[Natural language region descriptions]
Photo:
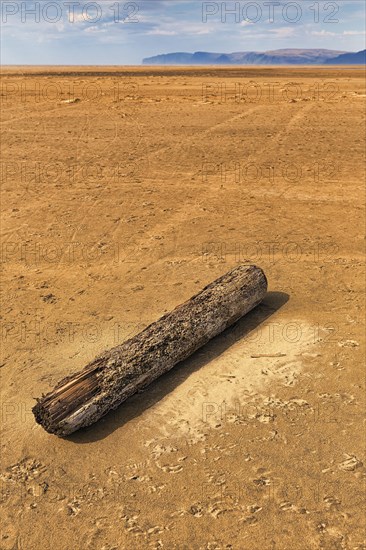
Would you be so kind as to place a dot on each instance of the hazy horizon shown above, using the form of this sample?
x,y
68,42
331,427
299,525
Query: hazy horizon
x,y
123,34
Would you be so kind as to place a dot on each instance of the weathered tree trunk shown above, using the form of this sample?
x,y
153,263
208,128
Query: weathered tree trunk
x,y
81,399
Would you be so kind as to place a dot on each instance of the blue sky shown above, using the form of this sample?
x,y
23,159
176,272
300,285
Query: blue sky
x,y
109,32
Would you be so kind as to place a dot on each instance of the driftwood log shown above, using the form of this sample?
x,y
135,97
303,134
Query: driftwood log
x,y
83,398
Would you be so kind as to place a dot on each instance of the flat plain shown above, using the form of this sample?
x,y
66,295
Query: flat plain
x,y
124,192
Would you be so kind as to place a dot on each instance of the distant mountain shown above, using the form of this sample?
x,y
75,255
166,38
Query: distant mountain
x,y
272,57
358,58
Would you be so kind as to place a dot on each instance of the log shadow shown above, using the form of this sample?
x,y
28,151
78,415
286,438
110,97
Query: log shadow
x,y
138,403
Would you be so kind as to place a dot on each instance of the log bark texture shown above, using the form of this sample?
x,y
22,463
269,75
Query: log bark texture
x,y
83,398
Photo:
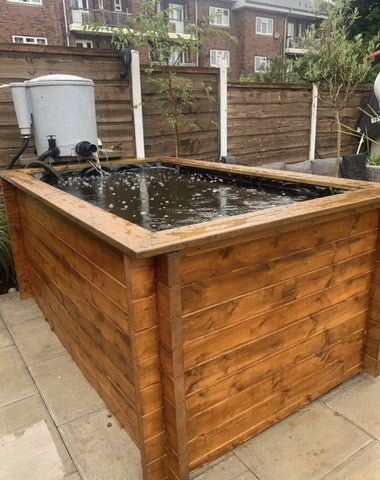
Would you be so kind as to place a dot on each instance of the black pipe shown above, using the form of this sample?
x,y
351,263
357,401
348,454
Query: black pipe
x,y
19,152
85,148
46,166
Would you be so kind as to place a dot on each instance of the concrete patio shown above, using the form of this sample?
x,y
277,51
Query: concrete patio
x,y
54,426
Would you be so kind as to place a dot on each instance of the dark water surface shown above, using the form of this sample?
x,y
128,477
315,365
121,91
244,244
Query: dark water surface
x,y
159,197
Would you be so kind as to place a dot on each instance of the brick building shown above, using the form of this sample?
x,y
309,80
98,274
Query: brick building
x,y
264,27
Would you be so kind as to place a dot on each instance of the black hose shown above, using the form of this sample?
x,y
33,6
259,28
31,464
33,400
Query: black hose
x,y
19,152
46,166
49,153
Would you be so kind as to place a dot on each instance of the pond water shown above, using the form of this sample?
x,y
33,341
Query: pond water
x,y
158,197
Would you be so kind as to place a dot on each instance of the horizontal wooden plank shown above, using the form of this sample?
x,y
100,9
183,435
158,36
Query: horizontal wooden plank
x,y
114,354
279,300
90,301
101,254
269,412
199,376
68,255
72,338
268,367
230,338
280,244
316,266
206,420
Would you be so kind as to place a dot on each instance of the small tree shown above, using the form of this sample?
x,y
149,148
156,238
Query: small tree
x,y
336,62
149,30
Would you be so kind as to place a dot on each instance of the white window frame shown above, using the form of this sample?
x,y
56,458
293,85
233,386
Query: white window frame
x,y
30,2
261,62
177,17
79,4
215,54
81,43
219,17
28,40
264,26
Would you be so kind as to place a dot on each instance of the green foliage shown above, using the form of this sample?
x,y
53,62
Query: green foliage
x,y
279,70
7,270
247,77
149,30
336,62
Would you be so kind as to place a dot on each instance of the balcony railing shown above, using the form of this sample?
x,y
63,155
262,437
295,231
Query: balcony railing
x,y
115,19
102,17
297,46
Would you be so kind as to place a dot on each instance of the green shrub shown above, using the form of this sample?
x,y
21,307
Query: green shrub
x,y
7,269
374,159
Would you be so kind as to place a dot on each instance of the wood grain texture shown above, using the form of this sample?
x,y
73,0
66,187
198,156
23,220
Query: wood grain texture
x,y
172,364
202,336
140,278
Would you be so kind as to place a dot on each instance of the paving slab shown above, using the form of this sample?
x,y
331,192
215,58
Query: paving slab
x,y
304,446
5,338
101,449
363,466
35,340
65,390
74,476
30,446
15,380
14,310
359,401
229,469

** Task to complete **
Return a verbatim transcription of the data, omitting all images.

** Task solution **
Photo:
Would you be so kind as to place a dot on each instance of the hazy horizon shown above, using the form of this sample?
x,y
68,42
331,427
299,525
Query: hazy horizon
x,y
123,34
Would you be so kind as to place a dot on each instance of the weathered tree trunk shown above, using the form of this sample?
x,y
153,263
208,128
Query: weathered tree trunk
x,y
81,399
Would you be so kind as to place a dot on each instance of the blue sky shown above, using the form of this sample?
x,y
23,159
176,272
300,285
Query: blue sky
x,y
109,32
Would you be so kind as to place a dot on each instance of the driftwood log shown above, using the form of this sample?
x,y
135,97
303,134
Query: driftwood log
x,y
83,398
Would you be so kind as to place a dot on each instance of the flat plain shown above, using the form of this sample?
x,y
66,295
Query: flat plain
x,y
124,192
Would you be so kind as to place a dot on each instance of the distant mountain shown above, using the form of this sample?
x,y
75,255
166,38
Query: distant mountain
x,y
272,57
358,58
Would you be so kind as to place a dot on each instance of the log shadow shown above, using the form of this sample?
x,y
28,151
78,415
286,438
110,97
Query: log shadow
x,y
138,403
Would you be so kind as to place a dot on each instance of the log bark texture shown above, using the form of this sample?
x,y
22,463
269,75
Query: log bark texture
x,y
83,398
Photo:
Would you be so kind as to place a dot on each instance of the black pipe shown above, using the form of this sample?
x,y
351,263
357,401
348,454
Query: black pipe
x,y
19,152
85,148
46,166
Would you be so kind as to place a dot on each instance of the concrete patio shown above, using the form of this sample?
x,y
277,51
Query: concrete patio
x,y
54,426
Would you be so kind as to place a dot on each instance of the dark water surface shown above, using the form of this sample?
x,y
128,477
315,365
121,91
244,244
Query: dark water surface
x,y
159,197
Would you be so kind as to place a dot on each instance of the brick building shown above, using the form of this sample?
x,y
309,80
98,274
Query: brick building
x,y
264,27
Would you be so kind as to place a dot on each instance of the black hose shown above, using the form of this sample?
x,y
33,6
259,28
31,464
33,400
Query: black hose
x,y
19,152
46,166
49,153
Would you be so kind as to place a dot on each instance of the pond water shown above, using the form of this sample?
x,y
33,341
Query: pond water
x,y
158,197
Would you be so kind as to place a dot on each instance of the horizontal wooden plank shown above, using the form of this sample?
x,y
100,9
183,435
158,36
Query: horizontal wooden plank
x,y
114,354
279,300
90,301
101,254
269,412
199,376
68,255
72,338
268,367
230,338
280,244
316,266
206,420
Would you be so kind as to place a dot on each instance of the small tree shown above, using the form of this sample?
x,y
149,148
156,238
Query: small tree
x,y
336,62
149,30
Would you be so kind as to place a dot on each instance of the white window frame shown above, using the form of this sample?
x,y
56,458
293,85
233,386
Query: white window frame
x,y
30,2
261,62
177,17
79,4
215,54
81,43
219,17
28,40
264,26
Would you be so kind as to place a dot on each instance of the green foliage shown above, using the form of this sample?
x,y
53,62
Query: green foliage
x,y
279,70
7,270
247,77
149,30
336,62
Would you be so kind as to place a dot on each instance of the balcony railing shown above, using the form of this sample?
x,y
63,155
262,437
295,231
Query: balcony railing
x,y
115,19
102,17
297,46
Would you be so kind as to place a dot on each instance of the green shrub shown above, using the form of this sample?
x,y
21,307
Query: green shrub
x,y
7,269
374,159
Would you be so kind as to place a dot on each instance of the wood grain texture shown above, using the form of this sample?
x,y
73,0
66,187
198,156
23,220
Query: wood grain texture
x,y
172,364
202,336
140,278
Would you be so kind as to place a dot on each instance of the paving slab shown above, using the form of this sample?
x,y
331,192
215,58
Query: paving slab
x,y
304,446
5,338
101,449
363,466
35,340
65,390
74,476
30,446
15,380
14,310
359,401
229,469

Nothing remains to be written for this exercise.